(Point-per-instance localization data)
[Start of section]

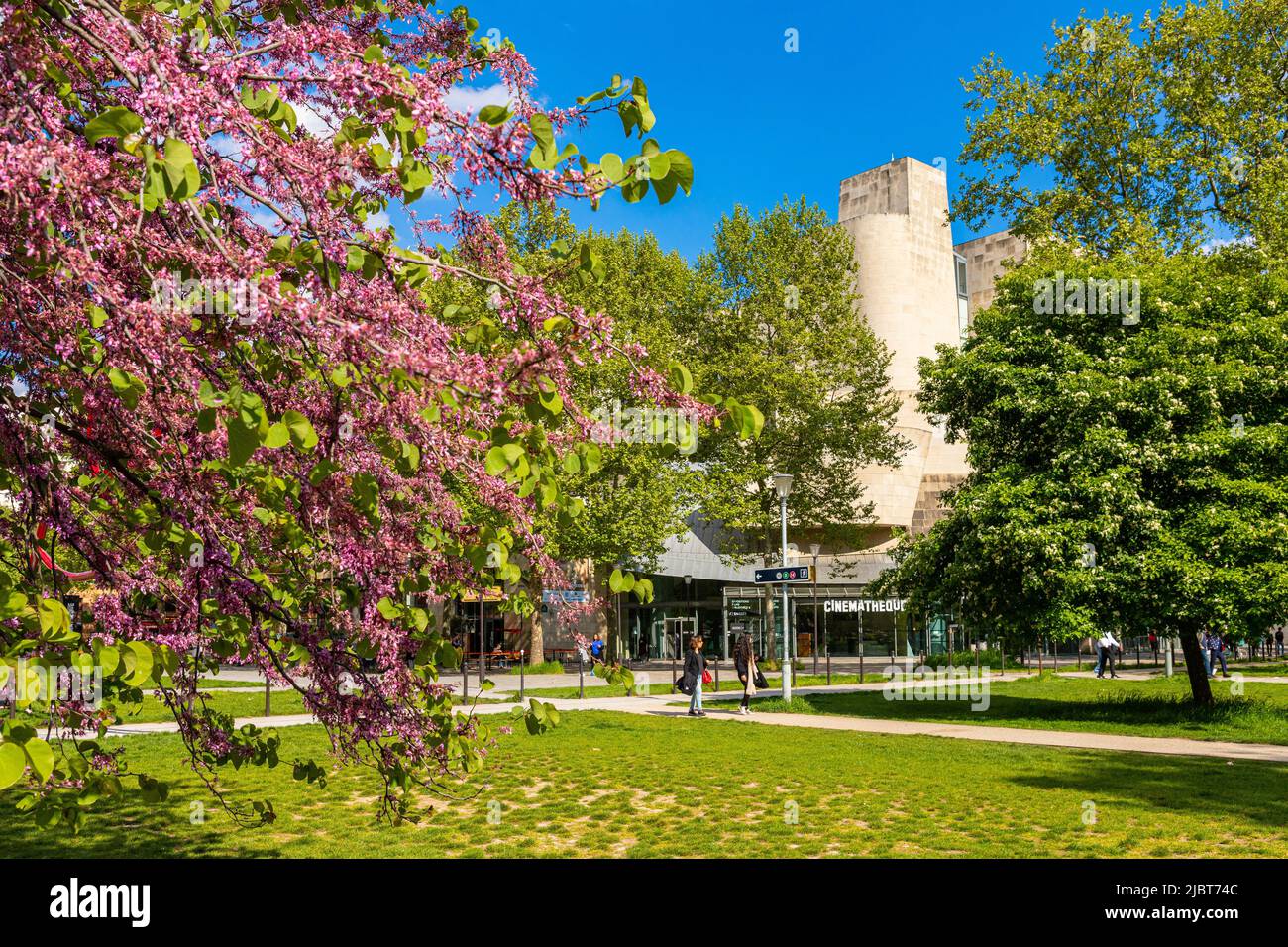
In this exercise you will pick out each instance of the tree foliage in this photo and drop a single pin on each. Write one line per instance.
(1124, 475)
(1142, 137)
(233, 399)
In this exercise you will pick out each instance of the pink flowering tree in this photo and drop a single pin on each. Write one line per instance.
(231, 401)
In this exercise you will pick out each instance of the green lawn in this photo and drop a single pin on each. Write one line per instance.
(241, 705)
(618, 785)
(217, 684)
(236, 703)
(1155, 707)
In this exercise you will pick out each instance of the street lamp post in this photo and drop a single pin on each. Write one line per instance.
(784, 484)
(814, 549)
(688, 602)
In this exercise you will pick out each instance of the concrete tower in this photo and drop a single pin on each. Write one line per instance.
(898, 217)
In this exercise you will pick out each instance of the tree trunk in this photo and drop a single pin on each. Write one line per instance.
(533, 637)
(1199, 684)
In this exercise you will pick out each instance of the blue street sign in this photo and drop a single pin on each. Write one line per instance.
(784, 574)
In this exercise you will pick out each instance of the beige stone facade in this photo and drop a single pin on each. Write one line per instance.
(986, 258)
(910, 294)
(898, 217)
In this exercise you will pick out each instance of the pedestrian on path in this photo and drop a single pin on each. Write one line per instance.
(1106, 655)
(695, 664)
(1215, 652)
(745, 663)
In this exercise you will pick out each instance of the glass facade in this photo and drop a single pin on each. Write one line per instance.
(962, 296)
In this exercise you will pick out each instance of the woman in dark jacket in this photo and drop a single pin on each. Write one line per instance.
(745, 663)
(695, 664)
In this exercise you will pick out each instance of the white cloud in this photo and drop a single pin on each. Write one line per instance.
(467, 99)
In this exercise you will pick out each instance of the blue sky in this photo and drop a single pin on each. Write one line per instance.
(868, 81)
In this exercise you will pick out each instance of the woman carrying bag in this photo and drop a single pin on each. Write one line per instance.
(745, 663)
(691, 684)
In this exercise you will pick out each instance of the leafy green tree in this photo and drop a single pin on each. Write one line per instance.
(776, 324)
(639, 487)
(1146, 137)
(1129, 470)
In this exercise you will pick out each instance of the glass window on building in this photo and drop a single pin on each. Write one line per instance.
(962, 298)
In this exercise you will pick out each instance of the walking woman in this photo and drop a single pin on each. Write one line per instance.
(695, 664)
(745, 663)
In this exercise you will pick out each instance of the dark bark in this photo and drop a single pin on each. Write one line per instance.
(1199, 684)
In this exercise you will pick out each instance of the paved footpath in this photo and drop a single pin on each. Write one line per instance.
(660, 705)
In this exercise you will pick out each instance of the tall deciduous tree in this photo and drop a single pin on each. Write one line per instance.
(1142, 136)
(642, 487)
(1127, 471)
(231, 390)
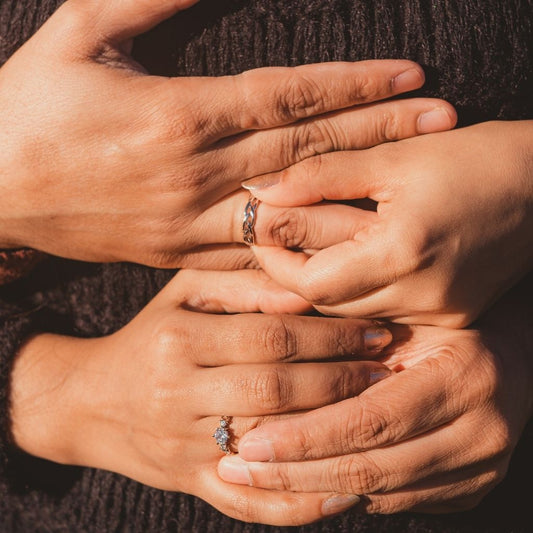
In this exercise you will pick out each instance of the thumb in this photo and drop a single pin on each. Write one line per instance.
(120, 20)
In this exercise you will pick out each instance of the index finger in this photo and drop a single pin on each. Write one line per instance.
(390, 411)
(274, 96)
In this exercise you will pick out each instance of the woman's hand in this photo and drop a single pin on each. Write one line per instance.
(435, 437)
(452, 230)
(145, 401)
(101, 161)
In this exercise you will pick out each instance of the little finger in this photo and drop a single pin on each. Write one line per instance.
(352, 129)
(271, 507)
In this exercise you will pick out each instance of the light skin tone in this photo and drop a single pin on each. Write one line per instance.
(434, 437)
(448, 206)
(186, 169)
(144, 401)
(86, 134)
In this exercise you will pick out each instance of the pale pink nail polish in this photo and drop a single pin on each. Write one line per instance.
(407, 81)
(260, 182)
(339, 502)
(437, 119)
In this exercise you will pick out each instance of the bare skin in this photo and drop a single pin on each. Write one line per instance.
(144, 401)
(451, 233)
(103, 162)
(435, 437)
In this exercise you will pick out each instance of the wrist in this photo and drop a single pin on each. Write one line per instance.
(47, 409)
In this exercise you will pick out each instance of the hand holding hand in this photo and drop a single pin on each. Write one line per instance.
(451, 233)
(434, 437)
(102, 162)
(145, 401)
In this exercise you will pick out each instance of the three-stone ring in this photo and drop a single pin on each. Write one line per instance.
(222, 434)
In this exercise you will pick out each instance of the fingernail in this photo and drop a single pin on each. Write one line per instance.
(378, 375)
(234, 470)
(338, 503)
(260, 182)
(376, 337)
(436, 120)
(256, 449)
(408, 80)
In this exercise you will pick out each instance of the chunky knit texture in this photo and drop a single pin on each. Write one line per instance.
(476, 53)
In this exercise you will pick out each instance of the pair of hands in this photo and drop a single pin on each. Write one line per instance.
(103, 162)
(77, 162)
(185, 153)
(429, 424)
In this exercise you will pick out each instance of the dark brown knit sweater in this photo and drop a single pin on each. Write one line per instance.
(476, 53)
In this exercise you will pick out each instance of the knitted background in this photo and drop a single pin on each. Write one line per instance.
(476, 53)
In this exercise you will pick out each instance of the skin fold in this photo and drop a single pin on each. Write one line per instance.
(103, 162)
(87, 133)
(450, 234)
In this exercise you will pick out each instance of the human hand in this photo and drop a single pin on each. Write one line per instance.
(452, 231)
(144, 402)
(102, 162)
(435, 437)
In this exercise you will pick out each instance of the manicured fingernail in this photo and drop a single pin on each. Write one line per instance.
(376, 337)
(339, 502)
(408, 80)
(436, 120)
(256, 449)
(378, 375)
(234, 470)
(260, 182)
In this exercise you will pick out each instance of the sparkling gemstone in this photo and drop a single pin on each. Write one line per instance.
(221, 436)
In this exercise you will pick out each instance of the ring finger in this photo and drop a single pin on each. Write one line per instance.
(356, 128)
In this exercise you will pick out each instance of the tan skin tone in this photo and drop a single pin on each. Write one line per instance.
(451, 234)
(434, 437)
(186, 177)
(144, 401)
(103, 162)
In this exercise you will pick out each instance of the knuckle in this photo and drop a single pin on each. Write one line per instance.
(270, 390)
(279, 339)
(367, 88)
(299, 97)
(241, 507)
(389, 126)
(312, 290)
(288, 229)
(284, 479)
(358, 478)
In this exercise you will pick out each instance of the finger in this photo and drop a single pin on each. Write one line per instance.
(352, 129)
(242, 291)
(274, 96)
(384, 414)
(120, 20)
(271, 507)
(344, 175)
(249, 338)
(256, 390)
(312, 227)
(344, 271)
(385, 469)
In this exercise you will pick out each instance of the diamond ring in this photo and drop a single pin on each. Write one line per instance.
(222, 434)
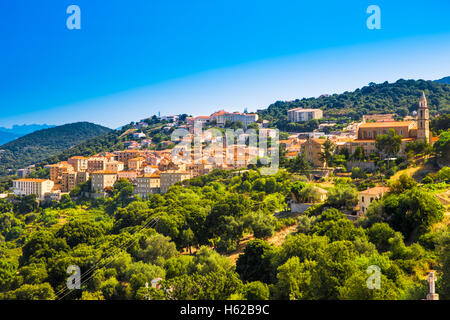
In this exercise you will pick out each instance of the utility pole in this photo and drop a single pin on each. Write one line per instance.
(431, 280)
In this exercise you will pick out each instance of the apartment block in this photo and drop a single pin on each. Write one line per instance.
(169, 178)
(39, 187)
(301, 115)
(136, 163)
(312, 149)
(102, 179)
(221, 117)
(147, 184)
(79, 163)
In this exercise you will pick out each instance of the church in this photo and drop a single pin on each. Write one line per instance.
(418, 129)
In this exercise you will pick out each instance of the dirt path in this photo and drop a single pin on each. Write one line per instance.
(277, 239)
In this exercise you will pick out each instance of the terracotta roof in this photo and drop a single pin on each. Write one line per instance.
(375, 190)
(104, 172)
(32, 180)
(387, 124)
(150, 176)
(321, 141)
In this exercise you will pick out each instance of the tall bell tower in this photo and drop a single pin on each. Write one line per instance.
(423, 120)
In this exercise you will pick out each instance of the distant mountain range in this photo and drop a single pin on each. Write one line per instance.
(444, 80)
(41, 144)
(16, 131)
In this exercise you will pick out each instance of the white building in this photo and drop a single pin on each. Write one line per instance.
(221, 117)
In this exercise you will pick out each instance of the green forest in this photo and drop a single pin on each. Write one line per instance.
(183, 239)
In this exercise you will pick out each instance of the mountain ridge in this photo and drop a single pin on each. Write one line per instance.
(42, 144)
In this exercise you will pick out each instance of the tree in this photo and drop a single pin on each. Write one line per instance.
(157, 248)
(76, 232)
(32, 292)
(342, 196)
(255, 264)
(402, 184)
(294, 279)
(256, 291)
(42, 245)
(326, 155)
(355, 288)
(442, 148)
(389, 143)
(412, 212)
(358, 173)
(300, 164)
(309, 194)
(188, 238)
(379, 234)
(210, 286)
(358, 154)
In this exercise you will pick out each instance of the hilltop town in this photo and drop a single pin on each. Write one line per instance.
(155, 171)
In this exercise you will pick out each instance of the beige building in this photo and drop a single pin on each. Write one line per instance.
(301, 115)
(39, 187)
(129, 175)
(102, 179)
(169, 178)
(409, 130)
(115, 166)
(136, 163)
(57, 170)
(366, 197)
(312, 149)
(71, 179)
(147, 184)
(125, 155)
(78, 163)
(97, 164)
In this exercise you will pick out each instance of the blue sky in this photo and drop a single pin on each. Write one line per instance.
(134, 58)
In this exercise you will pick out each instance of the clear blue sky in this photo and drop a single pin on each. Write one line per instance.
(134, 58)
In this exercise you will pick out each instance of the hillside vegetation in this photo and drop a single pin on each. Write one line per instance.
(42, 144)
(400, 98)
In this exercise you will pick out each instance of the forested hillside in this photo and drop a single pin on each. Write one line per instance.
(400, 98)
(42, 144)
(444, 80)
(6, 137)
(123, 242)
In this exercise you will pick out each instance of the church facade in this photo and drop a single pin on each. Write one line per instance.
(409, 130)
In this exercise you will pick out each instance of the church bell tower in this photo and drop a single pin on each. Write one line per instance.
(423, 120)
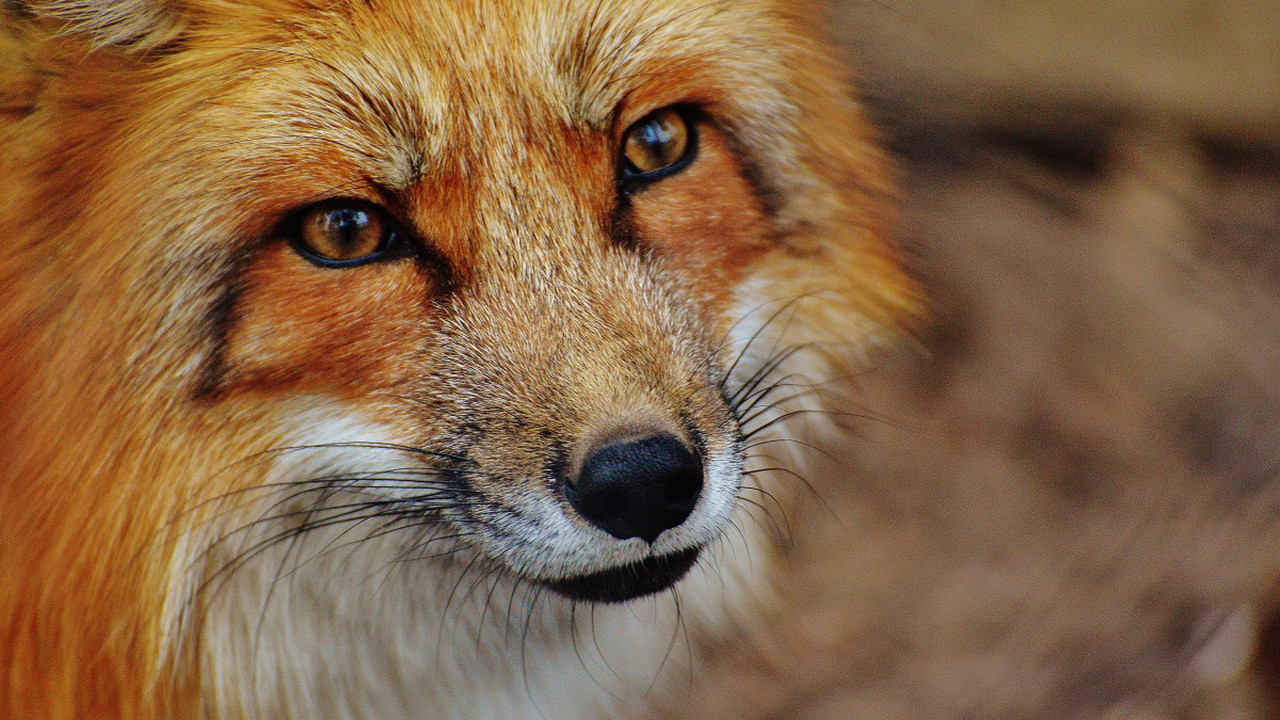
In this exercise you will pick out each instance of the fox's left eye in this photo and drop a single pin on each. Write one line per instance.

[End of section]

Copy exactly and only this span: the line with "the church facade" through the final line of the entries, both ends included, with the pictures left out.

### Solution to this problem
In this exercise you will pick out each instance of the church facade in this photo and drop a single pin on each. Write one line per instance.
(409, 130)
In this exercise you will pick out each instance of the church bell tower in this photo and drop a single pin on each. Write one line per instance.
(423, 120)
In this exercise you will pick out each instance of the fox's left eye in this photo and drop a single pin on each. Write one line per instance.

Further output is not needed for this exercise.